# START OF Dataset rows

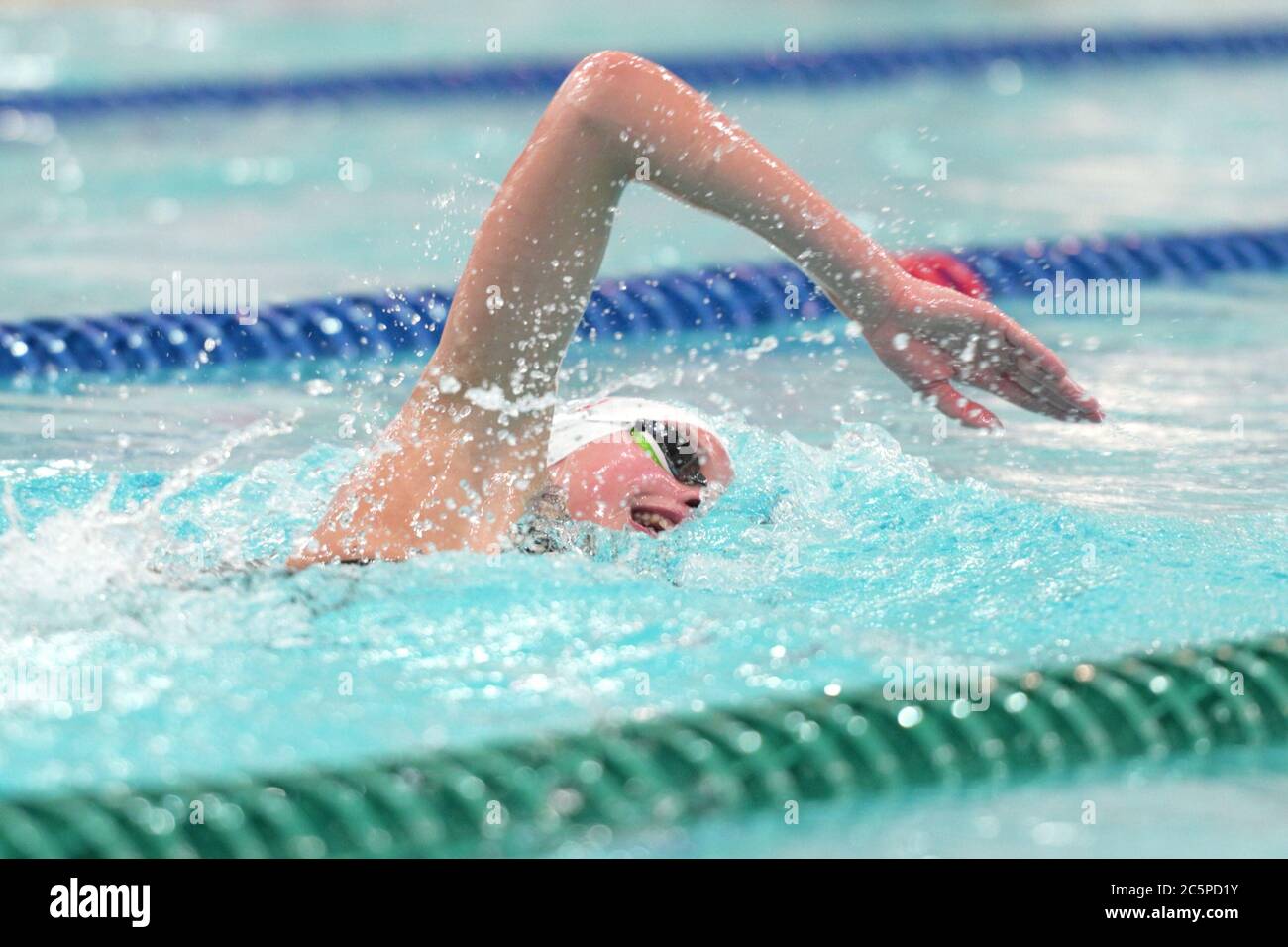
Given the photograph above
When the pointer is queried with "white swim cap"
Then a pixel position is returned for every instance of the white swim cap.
(581, 421)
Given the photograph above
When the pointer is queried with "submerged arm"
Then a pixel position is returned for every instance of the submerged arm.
(459, 463)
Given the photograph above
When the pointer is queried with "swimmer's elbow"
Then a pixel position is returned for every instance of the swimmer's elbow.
(600, 80)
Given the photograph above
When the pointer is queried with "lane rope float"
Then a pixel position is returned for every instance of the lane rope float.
(136, 344)
(536, 793)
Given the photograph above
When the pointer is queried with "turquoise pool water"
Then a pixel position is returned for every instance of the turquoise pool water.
(145, 526)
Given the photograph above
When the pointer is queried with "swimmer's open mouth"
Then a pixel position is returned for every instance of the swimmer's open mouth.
(655, 519)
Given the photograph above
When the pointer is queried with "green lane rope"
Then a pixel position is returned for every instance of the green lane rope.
(529, 796)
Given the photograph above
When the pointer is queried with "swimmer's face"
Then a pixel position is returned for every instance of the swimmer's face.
(616, 483)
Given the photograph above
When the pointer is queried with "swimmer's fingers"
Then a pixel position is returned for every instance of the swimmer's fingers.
(961, 408)
(1018, 394)
(1026, 364)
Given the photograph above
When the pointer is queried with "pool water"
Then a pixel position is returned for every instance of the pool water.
(145, 526)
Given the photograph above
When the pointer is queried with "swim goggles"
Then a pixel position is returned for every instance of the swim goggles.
(670, 450)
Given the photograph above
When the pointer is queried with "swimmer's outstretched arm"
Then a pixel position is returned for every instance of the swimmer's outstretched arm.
(458, 466)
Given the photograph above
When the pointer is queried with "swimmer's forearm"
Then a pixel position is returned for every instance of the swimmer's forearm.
(679, 142)
(618, 119)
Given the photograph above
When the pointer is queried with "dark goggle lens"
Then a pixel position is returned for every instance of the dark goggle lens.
(675, 450)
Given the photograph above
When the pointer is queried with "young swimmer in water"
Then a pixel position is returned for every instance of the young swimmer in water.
(480, 438)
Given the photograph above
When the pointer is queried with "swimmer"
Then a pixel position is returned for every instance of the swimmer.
(481, 437)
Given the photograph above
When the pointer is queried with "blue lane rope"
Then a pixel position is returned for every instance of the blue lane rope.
(864, 64)
(722, 299)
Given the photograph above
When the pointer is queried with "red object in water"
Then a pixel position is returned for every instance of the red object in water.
(944, 269)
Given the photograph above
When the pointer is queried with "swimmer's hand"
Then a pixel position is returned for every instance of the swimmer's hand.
(930, 337)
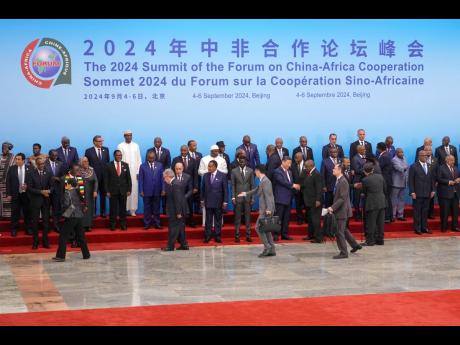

# END OF Dataset rows

Locate every line in the records that includes the word "white" and copy each of those lines in full.

## Answer to this task
When the pointer is queried with "white swim cap"
Then a pixel position is returned for every instance of the white swim cap.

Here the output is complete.